In the sample above, a translator is registered under the key
`'FIXED'`, but Firebird has no SQL data type named `FIXED`. The
following table lists the names of the database engine's SQL data
types in the left column, and the corresponding KInterbasDB-specific
key under which client programmers can register translators in the
right column.
.. _table-mapping-to-keys:
**Mapping of SQL Data Type Names to Translator Keys**
========================= ===========================================
SQL Type(s) Translator Key
========================= ===========================================
CHAR / VARCHAR 'TEXT' for fields with charsets
`NONE`, `OCTETS`, or `ASCII`
'TEXT_UNICODE' for all other charsets
BLOB 'BLOB'
SMALLINT/INTEGER/BIGINT 'INTEGER'
FLOAT/ DOUBLE PRECISION 'FLOATING'
NUMERIC / DECIMAL 'FIXED'
DATE 'DATE'
TIME 'TIME'
TIMESTAMP 'TIMESTAMP'
========================= ===========================================
Consequences of the Dynamic Type Translation in KInterbasDB
-----------------------------------------------------------
Dynamic type translation haseliminated KInterbasDB's dependency on
:class:`mx.DateTime`. Although KInterbasDB will continue to use
:class:`mx.DateTime` as its default date/time representation for the
sake of backward compatibility, dynamic type translation allows users
to conveniently deal with database date/time values in terms of the new
standard library module `datetime`, or any other representation they
care to write translators for.
Dynamic type translation also allows `NUMERIC`/ `DECIMAL` values to be
transparently represented as :class:`decimal.Decimal` objects rather than
scaled integers, which is much more convenient. For backward
compatibility, `NUMERIC`/ `DECIMAL` values are still represented by
default as Python floats, and the older API based on the
:attr:`~Connection.precision_mode` attribute is still present. However, all
of these representations are now implemented "under the hood" via
dynamic type translation.

**EXERCISE INSTRUCTIONS**
[1] In the KInterbasDB excerpt, transcribe the passage starting at "In the sample" and ending at "right column.".
[2] Translate this sentence from the KInterbasDB excerpt into Spanish: "The following table lists the names of the database engine's SQL data types in the left column, and the corresponding KInterbasDB-specific key under which client programmers can register translators in the right column."
[3] According to the KInterbasDB excerpt, CHAR and VARCHAR fields use the 'TEXT' key for certain charsets. Name every one of those charsets.

**DATA LINES**

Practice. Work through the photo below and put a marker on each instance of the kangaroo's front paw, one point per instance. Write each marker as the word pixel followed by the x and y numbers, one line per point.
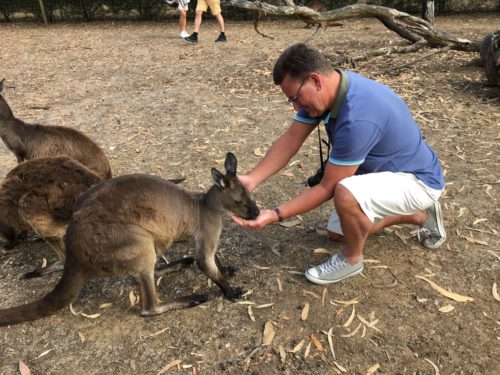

**EXERCISE SOLUTIONS**
[1]
In the sample above, a translator is registered under the key
`'FIXED'`, but Firebird has no SQL data type named `FIXED`. The
following table lists the names of the database engine's SQL data
types in the left column, and the corresponding KInterbasDB-specific
key under which client programmers can register translators in the
right column.

[2] La siguiente tabla enumera los nombres de los tipos de datos SQL del motor de base de datos en la columna izquierda, y en la columna derecha la clave correspondiente específica de KInterbasDB bajo la cual los programadores cliente pueden registrar traductores.

[3] NONE, OCTETS, ASCII